Provided data:
▬▬▬

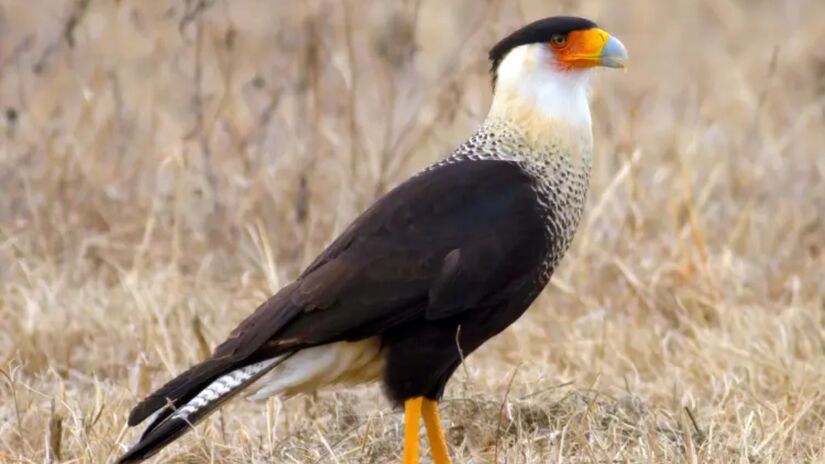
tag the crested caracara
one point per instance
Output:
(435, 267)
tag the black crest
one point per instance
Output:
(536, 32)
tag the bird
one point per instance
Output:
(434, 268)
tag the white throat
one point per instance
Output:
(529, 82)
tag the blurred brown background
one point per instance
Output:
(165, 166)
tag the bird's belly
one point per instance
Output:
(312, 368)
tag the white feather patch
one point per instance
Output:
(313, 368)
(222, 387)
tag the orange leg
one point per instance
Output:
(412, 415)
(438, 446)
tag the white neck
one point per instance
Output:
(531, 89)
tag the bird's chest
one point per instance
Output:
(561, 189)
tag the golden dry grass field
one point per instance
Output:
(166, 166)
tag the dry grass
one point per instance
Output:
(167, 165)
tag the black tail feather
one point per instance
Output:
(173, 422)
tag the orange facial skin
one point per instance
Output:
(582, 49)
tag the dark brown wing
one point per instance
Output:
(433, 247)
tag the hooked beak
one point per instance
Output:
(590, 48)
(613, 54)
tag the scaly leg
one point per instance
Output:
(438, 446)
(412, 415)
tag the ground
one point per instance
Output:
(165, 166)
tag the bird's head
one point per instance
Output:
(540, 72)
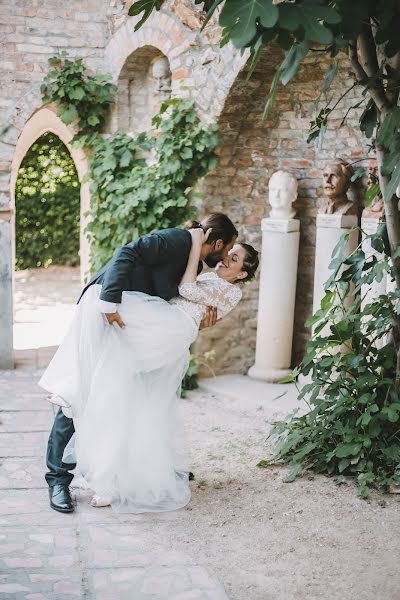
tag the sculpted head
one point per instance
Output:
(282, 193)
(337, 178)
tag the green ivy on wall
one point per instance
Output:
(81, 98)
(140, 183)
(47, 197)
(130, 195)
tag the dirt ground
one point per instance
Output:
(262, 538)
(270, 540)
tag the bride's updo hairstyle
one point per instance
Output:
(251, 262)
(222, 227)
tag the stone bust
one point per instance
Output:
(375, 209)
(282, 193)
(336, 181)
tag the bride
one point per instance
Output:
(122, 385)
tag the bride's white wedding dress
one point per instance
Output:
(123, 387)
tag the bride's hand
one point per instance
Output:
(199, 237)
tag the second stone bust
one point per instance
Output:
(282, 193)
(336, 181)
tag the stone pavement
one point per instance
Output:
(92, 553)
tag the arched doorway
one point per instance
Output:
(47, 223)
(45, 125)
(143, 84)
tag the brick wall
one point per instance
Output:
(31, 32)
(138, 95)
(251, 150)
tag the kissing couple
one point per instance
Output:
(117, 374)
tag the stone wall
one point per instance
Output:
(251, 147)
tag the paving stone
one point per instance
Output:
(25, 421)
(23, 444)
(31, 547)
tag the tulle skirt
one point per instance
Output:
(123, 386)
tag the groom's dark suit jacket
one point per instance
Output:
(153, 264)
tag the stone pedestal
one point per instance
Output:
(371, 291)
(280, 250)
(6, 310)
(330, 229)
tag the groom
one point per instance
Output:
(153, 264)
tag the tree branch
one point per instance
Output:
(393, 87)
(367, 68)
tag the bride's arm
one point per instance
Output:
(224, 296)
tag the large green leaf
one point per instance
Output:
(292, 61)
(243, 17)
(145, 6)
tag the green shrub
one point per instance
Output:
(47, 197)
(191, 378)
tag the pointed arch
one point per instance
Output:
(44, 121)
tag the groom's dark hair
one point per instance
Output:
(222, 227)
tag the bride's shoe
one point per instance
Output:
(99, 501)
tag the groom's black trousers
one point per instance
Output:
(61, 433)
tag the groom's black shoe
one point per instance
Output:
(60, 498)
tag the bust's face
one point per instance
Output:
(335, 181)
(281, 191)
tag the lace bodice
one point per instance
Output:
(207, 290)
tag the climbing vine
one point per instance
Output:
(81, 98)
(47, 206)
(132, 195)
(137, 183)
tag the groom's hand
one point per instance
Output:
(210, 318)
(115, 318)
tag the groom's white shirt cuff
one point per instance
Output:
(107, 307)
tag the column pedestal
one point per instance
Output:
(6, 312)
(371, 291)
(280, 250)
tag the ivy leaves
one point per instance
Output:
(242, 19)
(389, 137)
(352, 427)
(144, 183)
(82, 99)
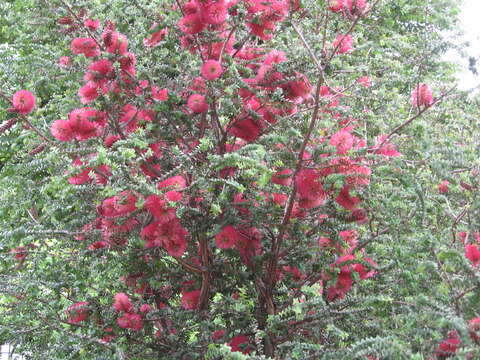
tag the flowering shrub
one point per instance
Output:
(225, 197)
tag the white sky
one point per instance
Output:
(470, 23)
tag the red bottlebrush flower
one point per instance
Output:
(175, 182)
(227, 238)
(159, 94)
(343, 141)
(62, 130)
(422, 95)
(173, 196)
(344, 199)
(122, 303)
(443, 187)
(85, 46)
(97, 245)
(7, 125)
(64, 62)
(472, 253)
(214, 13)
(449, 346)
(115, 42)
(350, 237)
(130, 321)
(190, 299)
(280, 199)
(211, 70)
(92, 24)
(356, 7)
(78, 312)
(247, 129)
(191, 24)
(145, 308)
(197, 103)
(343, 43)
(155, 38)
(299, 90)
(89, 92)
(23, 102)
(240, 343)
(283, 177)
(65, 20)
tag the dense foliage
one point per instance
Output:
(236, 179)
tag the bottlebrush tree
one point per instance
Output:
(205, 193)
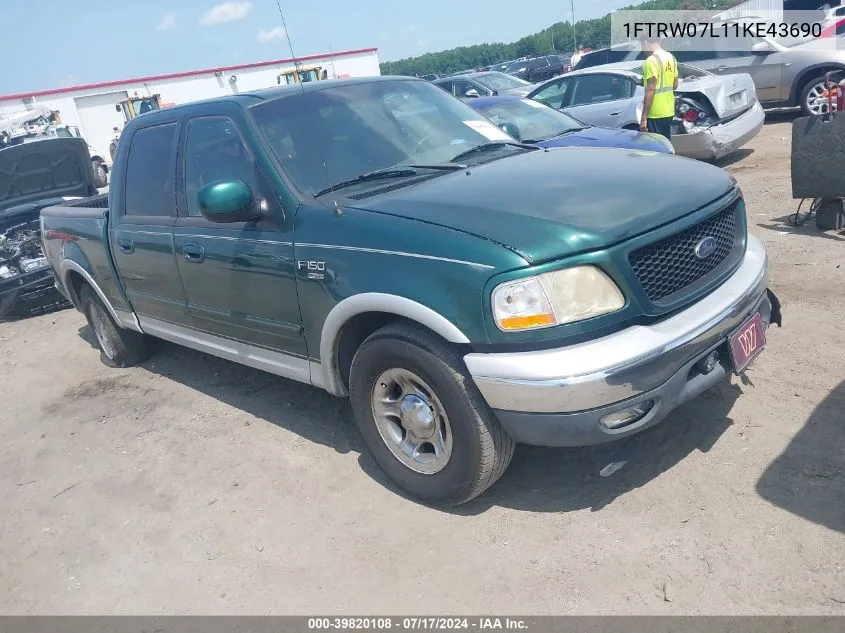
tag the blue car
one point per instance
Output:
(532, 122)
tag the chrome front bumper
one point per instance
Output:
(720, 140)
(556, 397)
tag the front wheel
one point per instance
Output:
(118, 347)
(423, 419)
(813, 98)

▬▬▬

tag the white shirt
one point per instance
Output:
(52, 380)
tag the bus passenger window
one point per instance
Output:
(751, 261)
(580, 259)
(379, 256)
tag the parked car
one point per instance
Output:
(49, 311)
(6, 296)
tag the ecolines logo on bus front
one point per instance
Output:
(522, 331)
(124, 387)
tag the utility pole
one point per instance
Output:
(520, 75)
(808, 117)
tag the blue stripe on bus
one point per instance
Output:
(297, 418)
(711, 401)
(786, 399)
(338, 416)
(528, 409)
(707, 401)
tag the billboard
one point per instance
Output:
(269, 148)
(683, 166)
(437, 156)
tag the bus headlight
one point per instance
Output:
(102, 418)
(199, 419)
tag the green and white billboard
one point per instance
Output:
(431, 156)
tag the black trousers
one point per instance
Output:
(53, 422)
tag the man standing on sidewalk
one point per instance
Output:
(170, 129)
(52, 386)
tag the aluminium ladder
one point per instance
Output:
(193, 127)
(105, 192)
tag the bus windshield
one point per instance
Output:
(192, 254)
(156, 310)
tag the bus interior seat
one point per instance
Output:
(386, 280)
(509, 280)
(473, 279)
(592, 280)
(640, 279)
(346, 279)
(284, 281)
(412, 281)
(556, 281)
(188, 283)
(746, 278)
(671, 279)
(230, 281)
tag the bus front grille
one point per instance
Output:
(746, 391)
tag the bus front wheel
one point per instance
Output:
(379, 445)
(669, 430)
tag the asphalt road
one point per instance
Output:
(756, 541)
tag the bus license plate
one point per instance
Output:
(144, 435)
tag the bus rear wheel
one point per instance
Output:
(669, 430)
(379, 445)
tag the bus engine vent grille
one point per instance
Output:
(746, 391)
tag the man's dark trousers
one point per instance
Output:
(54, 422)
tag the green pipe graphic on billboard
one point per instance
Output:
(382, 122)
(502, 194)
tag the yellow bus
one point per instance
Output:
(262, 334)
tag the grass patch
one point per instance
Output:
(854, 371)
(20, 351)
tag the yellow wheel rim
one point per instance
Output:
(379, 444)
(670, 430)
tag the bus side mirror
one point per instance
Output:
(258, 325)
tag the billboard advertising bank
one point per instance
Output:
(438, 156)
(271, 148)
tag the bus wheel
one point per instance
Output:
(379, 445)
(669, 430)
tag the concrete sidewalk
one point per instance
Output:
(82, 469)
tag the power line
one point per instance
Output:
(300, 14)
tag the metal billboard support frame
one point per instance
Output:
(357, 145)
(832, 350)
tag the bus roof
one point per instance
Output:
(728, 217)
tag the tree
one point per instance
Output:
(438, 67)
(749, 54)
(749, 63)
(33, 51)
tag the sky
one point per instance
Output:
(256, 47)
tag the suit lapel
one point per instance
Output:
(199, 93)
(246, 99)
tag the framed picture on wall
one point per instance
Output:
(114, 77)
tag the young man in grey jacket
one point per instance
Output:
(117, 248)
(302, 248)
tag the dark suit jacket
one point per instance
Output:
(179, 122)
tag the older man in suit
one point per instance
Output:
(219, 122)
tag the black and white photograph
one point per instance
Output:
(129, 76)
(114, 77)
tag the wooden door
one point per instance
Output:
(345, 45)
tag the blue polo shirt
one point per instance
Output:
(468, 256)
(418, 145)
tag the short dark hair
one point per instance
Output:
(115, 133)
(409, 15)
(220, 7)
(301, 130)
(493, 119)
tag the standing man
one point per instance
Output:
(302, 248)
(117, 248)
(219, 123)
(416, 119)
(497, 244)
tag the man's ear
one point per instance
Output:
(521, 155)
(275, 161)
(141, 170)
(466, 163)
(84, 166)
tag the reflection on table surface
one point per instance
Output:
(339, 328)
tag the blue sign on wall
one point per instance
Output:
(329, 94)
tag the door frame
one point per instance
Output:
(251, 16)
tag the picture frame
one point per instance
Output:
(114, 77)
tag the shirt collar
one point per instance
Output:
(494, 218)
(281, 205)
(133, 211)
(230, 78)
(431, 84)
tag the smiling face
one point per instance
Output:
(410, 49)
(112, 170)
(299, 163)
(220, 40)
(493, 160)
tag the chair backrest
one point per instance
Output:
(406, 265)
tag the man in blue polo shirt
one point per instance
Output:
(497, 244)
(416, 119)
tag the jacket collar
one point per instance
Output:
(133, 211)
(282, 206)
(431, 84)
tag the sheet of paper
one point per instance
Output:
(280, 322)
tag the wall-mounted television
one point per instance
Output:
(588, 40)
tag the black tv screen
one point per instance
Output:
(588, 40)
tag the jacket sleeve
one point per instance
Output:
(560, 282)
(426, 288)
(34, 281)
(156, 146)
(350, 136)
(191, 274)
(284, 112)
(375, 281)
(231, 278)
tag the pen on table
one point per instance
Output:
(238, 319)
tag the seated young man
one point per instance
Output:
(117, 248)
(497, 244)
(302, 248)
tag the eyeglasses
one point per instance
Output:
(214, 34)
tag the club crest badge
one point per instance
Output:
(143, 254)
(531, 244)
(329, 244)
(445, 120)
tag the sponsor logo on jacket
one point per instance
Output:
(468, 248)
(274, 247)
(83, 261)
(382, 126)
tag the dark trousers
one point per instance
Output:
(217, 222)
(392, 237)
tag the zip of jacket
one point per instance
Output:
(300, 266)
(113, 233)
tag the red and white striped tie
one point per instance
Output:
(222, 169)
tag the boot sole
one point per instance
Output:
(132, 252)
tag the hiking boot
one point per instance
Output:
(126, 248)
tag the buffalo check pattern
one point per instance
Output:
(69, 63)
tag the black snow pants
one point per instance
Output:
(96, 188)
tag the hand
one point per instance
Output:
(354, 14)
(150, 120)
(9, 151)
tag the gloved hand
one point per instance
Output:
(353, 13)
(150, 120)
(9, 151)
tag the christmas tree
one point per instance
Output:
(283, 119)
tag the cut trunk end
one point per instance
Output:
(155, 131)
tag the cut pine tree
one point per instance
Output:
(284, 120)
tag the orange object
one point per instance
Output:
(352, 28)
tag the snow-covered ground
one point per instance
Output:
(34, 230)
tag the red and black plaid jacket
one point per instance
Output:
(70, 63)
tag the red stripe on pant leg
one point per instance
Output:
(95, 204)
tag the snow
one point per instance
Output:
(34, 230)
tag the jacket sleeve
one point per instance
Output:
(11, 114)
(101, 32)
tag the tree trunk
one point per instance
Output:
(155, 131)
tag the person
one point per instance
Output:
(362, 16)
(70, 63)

▬▬▬

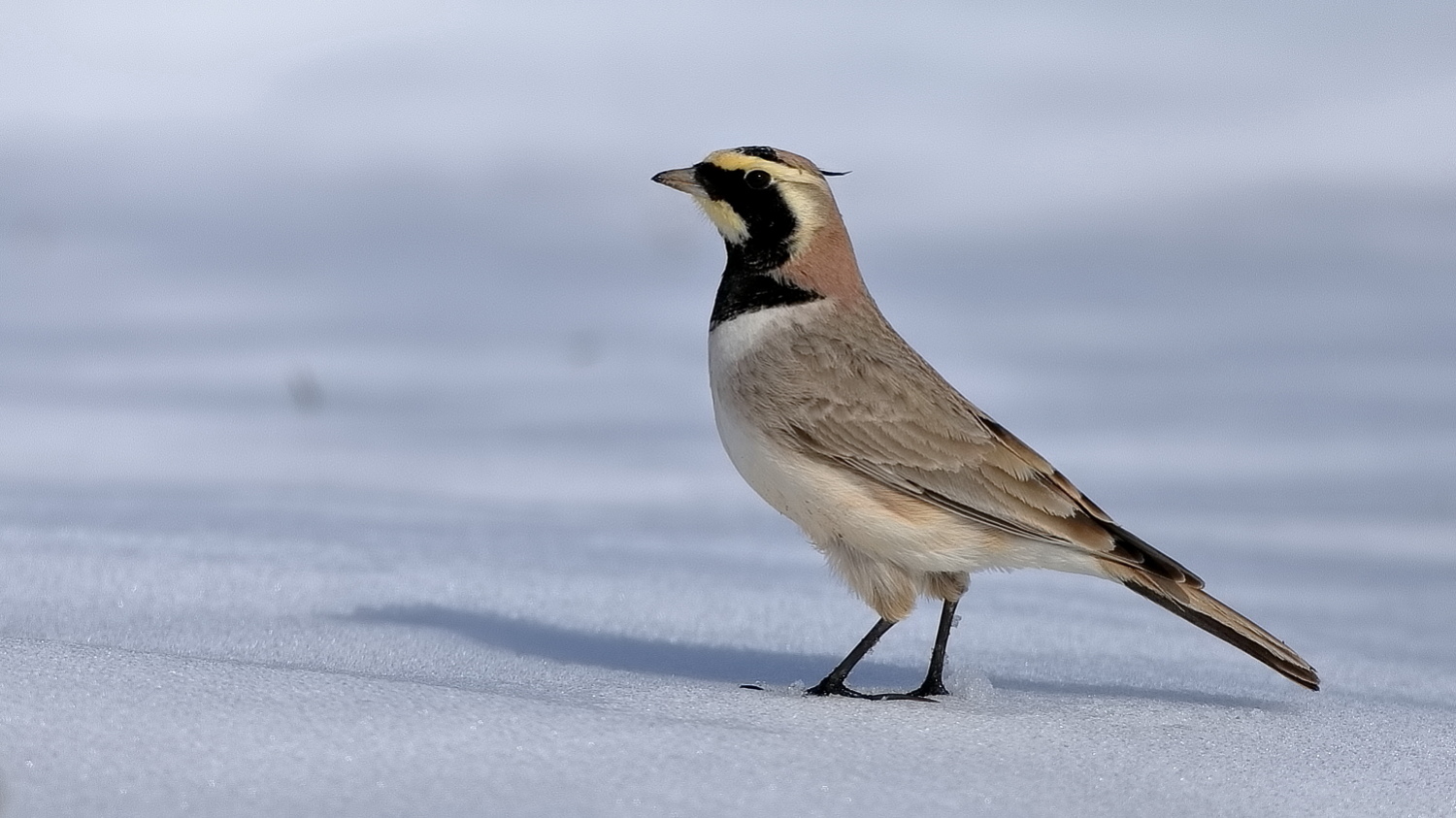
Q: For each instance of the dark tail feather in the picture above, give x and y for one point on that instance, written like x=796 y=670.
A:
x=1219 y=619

▬▬▬

Problem statement: Where a line above holds the string "young", copy that line.

Answer area:
tag the young man in grey jacket
tag the seated young man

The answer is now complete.